» **WHAT YOU ARE ASKED TO DO**
Copy out every line from the one containing "pod, that would be a great help." down to the one containing "197 351 L 201", both included, reproducing each exactly.

▼

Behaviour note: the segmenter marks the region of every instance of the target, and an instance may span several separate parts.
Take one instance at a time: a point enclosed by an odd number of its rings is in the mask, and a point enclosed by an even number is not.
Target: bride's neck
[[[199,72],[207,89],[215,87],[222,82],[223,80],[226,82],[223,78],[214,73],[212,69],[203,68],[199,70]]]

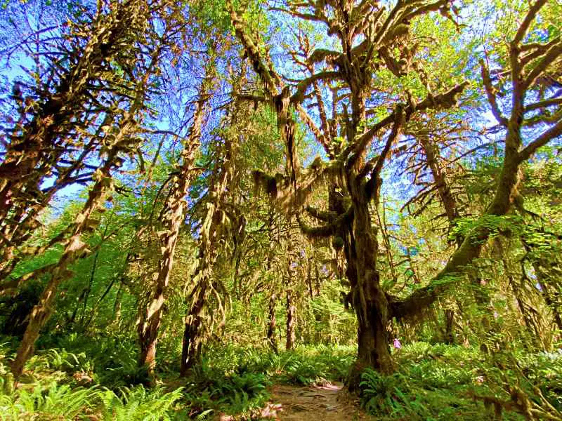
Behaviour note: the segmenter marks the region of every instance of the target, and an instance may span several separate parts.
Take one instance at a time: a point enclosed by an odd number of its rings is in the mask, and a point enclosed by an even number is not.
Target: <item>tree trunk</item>
[[[451,309],[443,310],[445,316],[445,342],[455,345],[455,311]]]
[[[348,243],[348,278],[351,283],[353,308],[358,321],[358,359],[348,378],[357,387],[362,370],[370,367],[381,373],[393,370],[386,326],[388,302],[377,270],[377,237],[371,227],[368,203],[353,204],[353,221]]]
[[[290,289],[287,290],[287,302],[285,309],[287,310],[287,340],[285,349],[290,351],[294,347],[296,335],[295,333],[295,316],[296,314],[296,307],[294,302],[294,297],[293,292]]]
[[[269,298],[269,305],[268,308],[268,345],[272,351],[275,354],[279,353],[275,338],[275,328],[277,328],[277,321],[275,320],[275,304],[277,296],[275,293],[271,294]]]
[[[185,326],[183,330],[183,341],[181,347],[181,365],[180,375],[185,377],[189,370],[197,363],[201,359],[202,346],[201,328],[202,313],[207,301],[207,286],[202,284],[197,293],[197,298],[192,305],[189,313],[185,316]]]

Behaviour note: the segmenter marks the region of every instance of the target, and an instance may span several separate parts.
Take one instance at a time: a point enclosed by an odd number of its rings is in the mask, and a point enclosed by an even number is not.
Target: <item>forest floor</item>
[[[261,410],[263,420],[287,421],[357,421],[372,420],[359,407],[359,399],[339,382],[299,387],[275,385],[271,397]],[[226,421],[229,418],[221,418]]]

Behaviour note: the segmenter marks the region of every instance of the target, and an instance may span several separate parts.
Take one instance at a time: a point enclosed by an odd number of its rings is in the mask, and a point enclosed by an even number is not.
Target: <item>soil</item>
[[[264,420],[287,421],[358,421],[372,420],[341,383],[299,387],[277,385],[262,410]]]

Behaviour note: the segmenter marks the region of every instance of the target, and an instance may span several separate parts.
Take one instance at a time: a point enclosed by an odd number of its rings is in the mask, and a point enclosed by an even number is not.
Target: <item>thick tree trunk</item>
[[[391,373],[394,368],[386,329],[388,302],[376,267],[378,244],[368,203],[361,200],[353,206],[348,277],[358,321],[358,359],[348,379],[351,389],[358,385],[360,374],[367,367],[381,373]]]
[[[269,298],[269,305],[268,306],[268,345],[272,351],[275,354],[279,352],[275,338],[275,329],[277,328],[277,320],[275,319],[275,304],[277,303],[277,295],[271,294]]]
[[[189,313],[185,316],[185,326],[183,330],[183,341],[181,347],[181,365],[180,375],[185,377],[189,370],[198,363],[201,359],[202,346],[201,329],[202,327],[202,313],[207,296],[207,284],[202,285],[197,293],[197,299],[192,305]]]
[[[89,252],[86,248],[86,244],[81,241],[80,237],[84,230],[91,226],[90,218],[103,203],[107,192],[112,189],[110,171],[117,159],[118,152],[117,149],[112,150],[103,166],[100,168],[98,182],[90,190],[88,200],[74,219],[72,236],[68,240],[56,267],[52,270],[51,279],[44,289],[39,303],[30,314],[27,328],[18,349],[15,360],[12,364],[12,373],[16,380],[23,372],[25,362],[33,354],[34,344],[39,338],[41,328],[51,317],[58,286],[74,274],[67,269],[68,266]]]

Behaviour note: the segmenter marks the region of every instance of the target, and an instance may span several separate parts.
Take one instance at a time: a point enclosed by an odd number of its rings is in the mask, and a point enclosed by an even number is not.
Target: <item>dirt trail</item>
[[[309,387],[275,385],[261,416],[287,421],[372,420],[360,410],[356,399],[341,390],[342,387],[338,383]]]

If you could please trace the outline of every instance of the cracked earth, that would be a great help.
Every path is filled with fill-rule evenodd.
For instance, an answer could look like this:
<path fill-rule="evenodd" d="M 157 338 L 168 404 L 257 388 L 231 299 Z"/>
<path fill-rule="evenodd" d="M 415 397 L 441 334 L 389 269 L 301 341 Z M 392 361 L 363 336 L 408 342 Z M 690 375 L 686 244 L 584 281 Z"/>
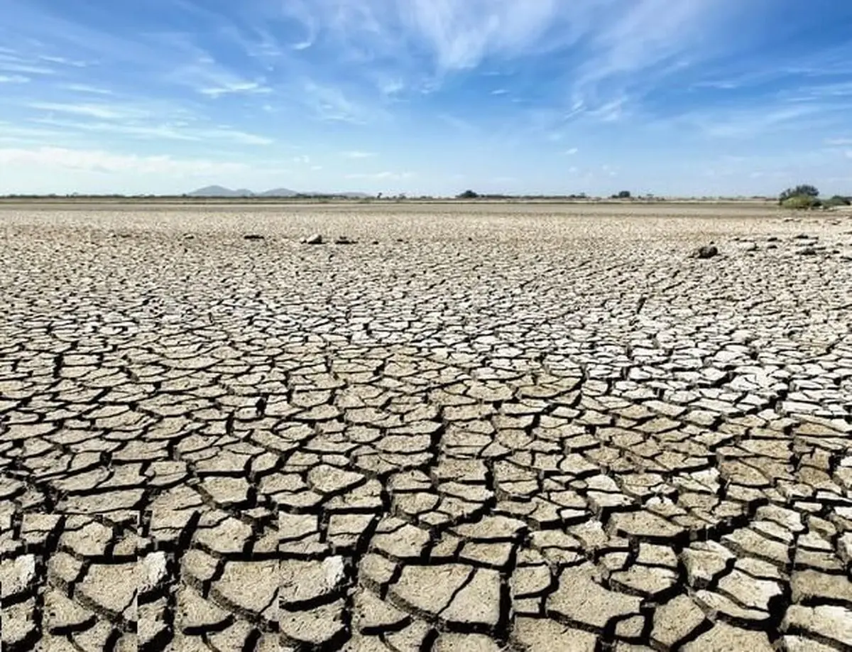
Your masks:
<path fill-rule="evenodd" d="M 850 229 L 0 211 L 3 650 L 852 649 Z"/>

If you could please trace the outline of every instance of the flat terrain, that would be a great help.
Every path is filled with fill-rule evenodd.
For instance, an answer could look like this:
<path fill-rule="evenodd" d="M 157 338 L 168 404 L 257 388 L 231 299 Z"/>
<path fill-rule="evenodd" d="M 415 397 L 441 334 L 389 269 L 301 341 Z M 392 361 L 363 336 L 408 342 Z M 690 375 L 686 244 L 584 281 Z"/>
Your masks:
<path fill-rule="evenodd" d="M 850 251 L 747 205 L 8 205 L 3 650 L 849 649 Z"/>

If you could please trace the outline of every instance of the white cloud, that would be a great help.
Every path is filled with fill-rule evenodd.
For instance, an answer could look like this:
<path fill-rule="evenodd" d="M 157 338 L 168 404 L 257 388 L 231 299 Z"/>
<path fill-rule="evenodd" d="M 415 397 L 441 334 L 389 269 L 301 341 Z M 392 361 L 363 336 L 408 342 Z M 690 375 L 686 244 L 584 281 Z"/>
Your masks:
<path fill-rule="evenodd" d="M 91 93 L 95 95 L 111 95 L 112 91 L 109 89 L 101 89 L 88 84 L 61 84 L 60 88 L 63 90 L 71 90 L 75 93 Z"/>
<path fill-rule="evenodd" d="M 354 172 L 346 175 L 347 179 L 366 179 L 370 181 L 403 181 L 414 176 L 412 172 Z"/>
<path fill-rule="evenodd" d="M 55 118 L 37 118 L 40 124 L 60 127 L 66 130 L 78 130 L 89 133 L 114 134 L 145 140 L 161 139 L 164 141 L 222 141 L 240 145 L 270 145 L 274 140 L 257 134 L 247 133 L 228 127 L 199 127 L 175 123 L 140 123 L 140 122 L 75 122 Z"/>
<path fill-rule="evenodd" d="M 558 0 L 398 0 L 403 21 L 432 49 L 439 72 L 463 70 L 489 55 L 519 55 L 541 45 L 566 8 Z M 563 27 L 566 26 L 562 26 Z M 566 41 L 574 36 L 562 33 Z"/>
<path fill-rule="evenodd" d="M 244 164 L 239 163 L 181 159 L 173 159 L 169 155 L 116 154 L 101 150 L 51 147 L 29 149 L 0 148 L 0 165 L 29 166 L 39 170 L 73 170 L 157 176 L 226 174 L 245 169 Z"/>
<path fill-rule="evenodd" d="M 31 102 L 29 108 L 39 111 L 70 113 L 72 115 L 97 118 L 105 120 L 124 120 L 146 118 L 149 113 L 143 109 L 115 104 L 72 104 L 64 102 Z"/>
<path fill-rule="evenodd" d="M 245 93 L 249 95 L 271 93 L 272 89 L 258 82 L 225 81 L 221 86 L 199 89 L 201 95 L 221 97 L 225 95 Z"/>

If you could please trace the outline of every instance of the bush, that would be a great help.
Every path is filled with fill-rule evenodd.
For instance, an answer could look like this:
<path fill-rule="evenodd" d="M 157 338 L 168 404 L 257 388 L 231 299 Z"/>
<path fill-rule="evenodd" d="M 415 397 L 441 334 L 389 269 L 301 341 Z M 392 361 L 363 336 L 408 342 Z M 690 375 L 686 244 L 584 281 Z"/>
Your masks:
<path fill-rule="evenodd" d="M 793 209 L 794 211 L 808 211 L 809 209 L 820 208 L 822 202 L 815 197 L 806 194 L 800 194 L 795 197 L 788 197 L 781 202 L 784 208 Z"/>
<path fill-rule="evenodd" d="M 788 188 L 778 197 L 779 204 L 785 204 L 787 199 L 792 199 L 794 197 L 810 197 L 816 199 L 820 196 L 820 191 L 816 189 L 815 186 L 811 186 L 809 183 L 803 183 L 797 186 L 796 188 Z"/>

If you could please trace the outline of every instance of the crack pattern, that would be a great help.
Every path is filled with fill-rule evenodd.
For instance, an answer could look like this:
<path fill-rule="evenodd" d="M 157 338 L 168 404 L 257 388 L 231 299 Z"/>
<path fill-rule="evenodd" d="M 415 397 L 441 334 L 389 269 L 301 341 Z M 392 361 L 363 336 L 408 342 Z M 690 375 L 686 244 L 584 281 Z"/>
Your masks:
<path fill-rule="evenodd" d="M 425 210 L 0 216 L 3 649 L 852 649 L 850 232 Z"/>

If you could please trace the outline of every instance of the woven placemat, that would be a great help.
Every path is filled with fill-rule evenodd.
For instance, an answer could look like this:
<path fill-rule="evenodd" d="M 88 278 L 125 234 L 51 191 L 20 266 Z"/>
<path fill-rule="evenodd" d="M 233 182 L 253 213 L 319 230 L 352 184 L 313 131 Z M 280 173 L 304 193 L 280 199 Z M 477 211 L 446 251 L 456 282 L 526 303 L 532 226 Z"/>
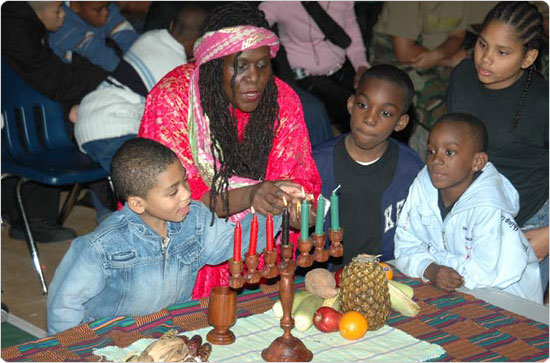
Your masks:
<path fill-rule="evenodd" d="M 548 359 L 548 325 L 488 304 L 472 295 L 445 292 L 399 272 L 394 279 L 414 288 L 421 307 L 415 318 L 392 312 L 387 324 L 420 340 L 442 346 L 446 354 L 434 361 L 540 361 Z M 303 289 L 298 278 L 297 289 Z M 238 316 L 259 314 L 278 299 L 277 285 L 238 297 Z M 98 361 L 93 350 L 109 345 L 127 347 L 142 338 L 158 338 L 168 329 L 208 326 L 208 300 L 175 305 L 144 317 L 101 319 L 53 337 L 2 349 L 6 361 Z"/>

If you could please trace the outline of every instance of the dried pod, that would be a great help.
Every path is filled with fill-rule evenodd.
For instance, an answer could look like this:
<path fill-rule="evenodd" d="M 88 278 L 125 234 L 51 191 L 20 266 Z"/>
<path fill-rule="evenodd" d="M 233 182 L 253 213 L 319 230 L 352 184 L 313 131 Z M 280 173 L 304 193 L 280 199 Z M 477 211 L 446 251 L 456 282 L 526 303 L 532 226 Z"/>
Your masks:
<path fill-rule="evenodd" d="M 188 353 L 187 345 L 177 335 L 177 330 L 171 329 L 159 339 L 149 344 L 139 355 L 139 362 L 179 362 Z"/>
<path fill-rule="evenodd" d="M 197 351 L 201 347 L 202 337 L 200 335 L 193 335 L 189 342 L 187 342 L 187 348 L 189 349 L 189 354 L 197 355 Z"/>
<path fill-rule="evenodd" d="M 210 357 L 210 353 L 212 353 L 212 345 L 210 343 L 204 343 L 201 345 L 197 352 L 197 357 L 200 358 L 201 362 L 208 362 L 208 358 Z"/>

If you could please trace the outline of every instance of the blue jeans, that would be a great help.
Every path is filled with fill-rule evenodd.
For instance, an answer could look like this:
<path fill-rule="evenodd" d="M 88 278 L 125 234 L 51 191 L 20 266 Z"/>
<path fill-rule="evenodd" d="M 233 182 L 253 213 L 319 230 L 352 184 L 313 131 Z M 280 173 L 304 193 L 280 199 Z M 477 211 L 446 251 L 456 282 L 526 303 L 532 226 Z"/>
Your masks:
<path fill-rule="evenodd" d="M 86 151 L 86 154 L 94 161 L 98 162 L 107 173 L 111 173 L 111 160 L 115 153 L 120 149 L 122 144 L 130 139 L 135 139 L 137 135 L 130 134 L 119 137 L 112 137 L 109 139 L 101 139 L 89 141 L 82 144 L 82 148 Z M 103 222 L 111 213 L 113 212 L 109 208 L 106 208 L 97 195 L 94 192 L 91 192 L 92 203 L 97 212 L 97 223 Z"/>
<path fill-rule="evenodd" d="M 525 224 L 521 227 L 521 230 L 528 231 L 530 229 L 538 229 L 546 226 L 548 226 L 548 201 L 544 203 L 535 215 L 525 222 Z M 539 267 L 542 291 L 545 291 L 546 285 L 548 285 L 548 256 L 540 262 Z"/>

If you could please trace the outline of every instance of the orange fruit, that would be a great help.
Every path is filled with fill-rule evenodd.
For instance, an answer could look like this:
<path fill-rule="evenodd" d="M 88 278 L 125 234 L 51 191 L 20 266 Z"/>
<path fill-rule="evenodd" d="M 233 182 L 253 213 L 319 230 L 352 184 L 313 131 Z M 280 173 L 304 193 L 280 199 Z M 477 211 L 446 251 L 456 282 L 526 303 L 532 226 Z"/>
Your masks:
<path fill-rule="evenodd" d="M 338 331 L 344 338 L 349 340 L 362 338 L 368 327 L 367 319 L 357 311 L 344 313 L 340 318 L 340 323 L 338 323 Z"/>
<path fill-rule="evenodd" d="M 384 270 L 384 272 L 386 273 L 386 277 L 388 278 L 388 280 L 392 280 L 393 279 L 393 269 L 391 268 L 391 266 L 385 262 L 378 262 L 380 264 L 380 266 L 382 266 L 382 269 Z"/>

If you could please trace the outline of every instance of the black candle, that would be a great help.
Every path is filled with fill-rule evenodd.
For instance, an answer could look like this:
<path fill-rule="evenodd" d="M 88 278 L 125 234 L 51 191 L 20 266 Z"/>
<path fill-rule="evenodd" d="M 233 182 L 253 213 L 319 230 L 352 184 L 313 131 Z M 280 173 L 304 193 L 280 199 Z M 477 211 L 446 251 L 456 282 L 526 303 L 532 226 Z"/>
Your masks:
<path fill-rule="evenodd" d="M 288 245 L 288 226 L 289 226 L 289 217 L 288 217 L 288 208 L 283 209 L 283 237 L 282 244 L 283 246 Z"/>

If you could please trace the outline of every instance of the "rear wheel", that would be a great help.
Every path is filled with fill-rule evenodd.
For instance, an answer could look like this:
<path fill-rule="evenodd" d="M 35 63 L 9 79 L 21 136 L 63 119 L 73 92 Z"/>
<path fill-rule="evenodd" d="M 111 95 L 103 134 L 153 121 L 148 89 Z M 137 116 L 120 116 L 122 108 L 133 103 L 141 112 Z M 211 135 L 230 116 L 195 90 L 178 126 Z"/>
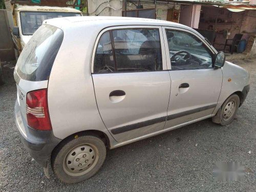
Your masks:
<path fill-rule="evenodd" d="M 226 125 L 234 119 L 239 106 L 240 100 L 237 94 L 233 94 L 228 97 L 221 106 L 220 124 Z"/>
<path fill-rule="evenodd" d="M 82 135 L 68 138 L 54 150 L 51 165 L 54 174 L 62 181 L 77 183 L 90 178 L 102 165 L 106 147 L 96 135 Z"/>

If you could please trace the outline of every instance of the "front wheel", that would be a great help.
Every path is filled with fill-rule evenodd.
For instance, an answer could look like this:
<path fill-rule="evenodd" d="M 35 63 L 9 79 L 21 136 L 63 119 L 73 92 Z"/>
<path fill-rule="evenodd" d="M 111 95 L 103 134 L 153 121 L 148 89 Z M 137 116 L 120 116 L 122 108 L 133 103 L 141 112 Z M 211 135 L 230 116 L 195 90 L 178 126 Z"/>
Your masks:
<path fill-rule="evenodd" d="M 237 94 L 233 94 L 228 97 L 222 104 L 221 108 L 220 124 L 226 125 L 231 123 L 237 114 L 240 99 Z"/>
<path fill-rule="evenodd" d="M 74 183 L 84 181 L 95 174 L 106 156 L 106 147 L 96 135 L 82 135 L 69 138 L 52 153 L 51 165 L 62 181 Z"/>

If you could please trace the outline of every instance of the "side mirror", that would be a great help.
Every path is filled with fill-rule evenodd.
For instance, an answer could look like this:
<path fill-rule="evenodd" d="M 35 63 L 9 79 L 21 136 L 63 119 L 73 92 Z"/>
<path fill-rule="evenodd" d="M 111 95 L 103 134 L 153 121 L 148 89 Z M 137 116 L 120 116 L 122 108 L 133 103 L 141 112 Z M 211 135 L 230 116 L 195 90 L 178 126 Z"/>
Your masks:
<path fill-rule="evenodd" d="M 12 33 L 15 36 L 17 36 L 17 37 L 19 37 L 19 31 L 18 30 L 18 27 L 14 27 L 12 30 Z"/>
<path fill-rule="evenodd" d="M 215 58 L 215 62 L 214 62 L 214 67 L 217 68 L 221 68 L 223 67 L 225 63 L 226 56 L 225 53 L 223 52 L 219 52 L 218 53 L 217 55 Z"/>

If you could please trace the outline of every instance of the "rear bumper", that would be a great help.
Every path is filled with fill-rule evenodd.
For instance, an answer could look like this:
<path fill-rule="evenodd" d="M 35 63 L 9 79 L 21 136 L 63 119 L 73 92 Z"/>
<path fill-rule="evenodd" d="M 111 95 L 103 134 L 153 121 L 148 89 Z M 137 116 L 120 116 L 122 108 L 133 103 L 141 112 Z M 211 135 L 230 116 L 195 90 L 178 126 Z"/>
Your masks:
<path fill-rule="evenodd" d="M 28 126 L 17 101 L 14 111 L 16 125 L 24 146 L 38 164 L 46 167 L 52 151 L 61 140 L 54 137 L 52 131 L 37 131 Z"/>

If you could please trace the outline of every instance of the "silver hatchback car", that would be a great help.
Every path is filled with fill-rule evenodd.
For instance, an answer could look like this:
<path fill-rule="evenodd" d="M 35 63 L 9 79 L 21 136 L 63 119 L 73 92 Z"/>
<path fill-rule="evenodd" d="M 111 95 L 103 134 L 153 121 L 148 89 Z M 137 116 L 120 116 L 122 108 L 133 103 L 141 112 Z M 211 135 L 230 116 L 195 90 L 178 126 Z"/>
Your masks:
<path fill-rule="evenodd" d="M 14 78 L 25 146 L 67 183 L 94 175 L 106 146 L 208 118 L 228 124 L 249 90 L 248 73 L 193 29 L 127 17 L 45 20 Z"/>

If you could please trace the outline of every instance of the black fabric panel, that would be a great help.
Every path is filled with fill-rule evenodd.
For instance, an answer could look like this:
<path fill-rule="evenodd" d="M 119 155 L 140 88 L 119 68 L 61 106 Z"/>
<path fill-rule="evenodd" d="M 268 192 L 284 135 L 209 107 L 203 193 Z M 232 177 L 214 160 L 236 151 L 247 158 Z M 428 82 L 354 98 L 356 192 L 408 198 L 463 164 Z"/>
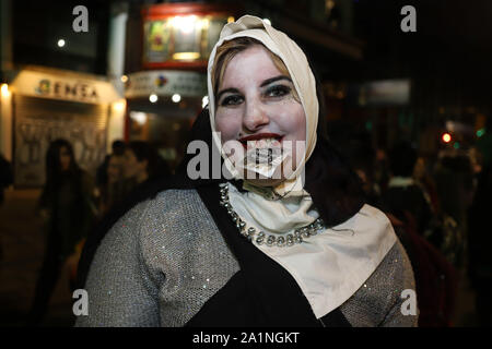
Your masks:
<path fill-rule="evenodd" d="M 352 327 L 340 308 L 323 316 L 321 322 L 326 327 Z"/>

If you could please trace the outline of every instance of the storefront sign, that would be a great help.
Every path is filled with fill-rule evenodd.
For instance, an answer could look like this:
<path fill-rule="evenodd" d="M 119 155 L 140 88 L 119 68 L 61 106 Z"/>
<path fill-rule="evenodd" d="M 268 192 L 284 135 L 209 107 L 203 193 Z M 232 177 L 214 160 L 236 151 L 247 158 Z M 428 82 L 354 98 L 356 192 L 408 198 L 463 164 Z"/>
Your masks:
<path fill-rule="evenodd" d="M 207 95 L 207 75 L 186 71 L 149 71 L 130 74 L 125 97 L 172 96 L 203 97 Z"/>

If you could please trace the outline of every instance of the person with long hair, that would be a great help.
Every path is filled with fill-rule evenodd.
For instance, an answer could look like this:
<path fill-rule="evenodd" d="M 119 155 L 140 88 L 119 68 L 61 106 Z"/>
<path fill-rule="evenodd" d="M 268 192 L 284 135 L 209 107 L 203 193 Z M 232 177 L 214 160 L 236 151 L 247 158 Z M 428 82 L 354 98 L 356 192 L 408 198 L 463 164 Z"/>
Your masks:
<path fill-rule="evenodd" d="M 208 91 L 176 176 L 87 245 L 75 325 L 415 326 L 408 256 L 325 137 L 298 46 L 229 23 Z"/>
<path fill-rule="evenodd" d="M 46 250 L 36 284 L 28 325 L 43 321 L 61 268 L 92 228 L 93 180 L 75 161 L 70 142 L 58 139 L 46 154 L 46 182 L 39 198 L 45 220 Z"/>

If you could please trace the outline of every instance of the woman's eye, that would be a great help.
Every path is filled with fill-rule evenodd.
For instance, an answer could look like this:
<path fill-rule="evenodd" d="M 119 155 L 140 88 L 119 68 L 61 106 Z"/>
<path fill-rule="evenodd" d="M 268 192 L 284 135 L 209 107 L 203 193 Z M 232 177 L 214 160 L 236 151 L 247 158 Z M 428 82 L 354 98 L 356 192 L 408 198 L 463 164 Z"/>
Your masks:
<path fill-rule="evenodd" d="M 242 96 L 232 95 L 232 96 L 224 97 L 224 99 L 222 99 L 221 106 L 237 106 L 241 103 L 243 103 Z"/>
<path fill-rule="evenodd" d="M 283 97 L 291 93 L 291 87 L 284 85 L 272 86 L 267 89 L 266 95 L 268 97 Z"/>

▲

» **SOLUTION FOR THIS PROBLEM**
If you could please trace the outline of every instance of the dried pod, that would be a great help.
Every path is filled with fill-rule evenodd.
For instance, an answer could look like this:
<path fill-rule="evenodd" d="M 88 278 L 125 234 L 51 191 L 20 266 Z"/>
<path fill-rule="evenodd" d="M 233 182 L 253 213 L 319 230 L 352 184 L 313 131 Z M 280 173 L 304 193 L 280 199 Z M 477 211 L 446 251 L 456 282 L 526 303 L 532 226 Z"/>
Your masks:
<path fill-rule="evenodd" d="M 188 353 L 187 345 L 177 335 L 177 330 L 171 329 L 159 339 L 149 344 L 139 355 L 139 362 L 179 362 Z"/>
<path fill-rule="evenodd" d="M 197 351 L 201 347 L 202 337 L 200 335 L 193 335 L 189 342 L 187 342 L 187 348 L 189 349 L 189 354 L 197 355 Z"/>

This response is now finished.